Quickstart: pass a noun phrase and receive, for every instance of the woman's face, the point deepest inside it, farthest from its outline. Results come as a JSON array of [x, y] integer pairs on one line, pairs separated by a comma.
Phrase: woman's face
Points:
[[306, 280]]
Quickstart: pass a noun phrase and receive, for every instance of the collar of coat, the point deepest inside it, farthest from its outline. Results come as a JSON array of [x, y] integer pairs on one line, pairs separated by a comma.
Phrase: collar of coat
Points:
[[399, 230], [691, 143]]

• • • •

## TASK TO COMPLETE
Render every line of the records above as a Markdown table with two columns, No. and Line, numbering the rows consecutively and omitting blank lines.

## EXERCISE ANSWER
| No. | Line |
|---|---|
| 1 | Quickstart: pass a noun phrase and receive, for every instance of the woman's face, the point deepest inside it, farthest from its outline. Results come as a JSON array of [x, y] integer pairs on one line, pairs separated by a comma. |
| 2 | Phrase: woman's face |
| 3 | Points: |
| 4 | [[306, 280]] |
| 5 | Quickstart: pass a noun phrase and receive, for every instance of the collar of coat, the point deepest inside it, farthest from its outline. Results come as a JSON array of [x, y] integer pairs on one line, pairs separated by a comma. |
| 6 | Phrase: collar of coat |
| 7 | Points: |
| 8 | [[399, 230], [691, 143]] |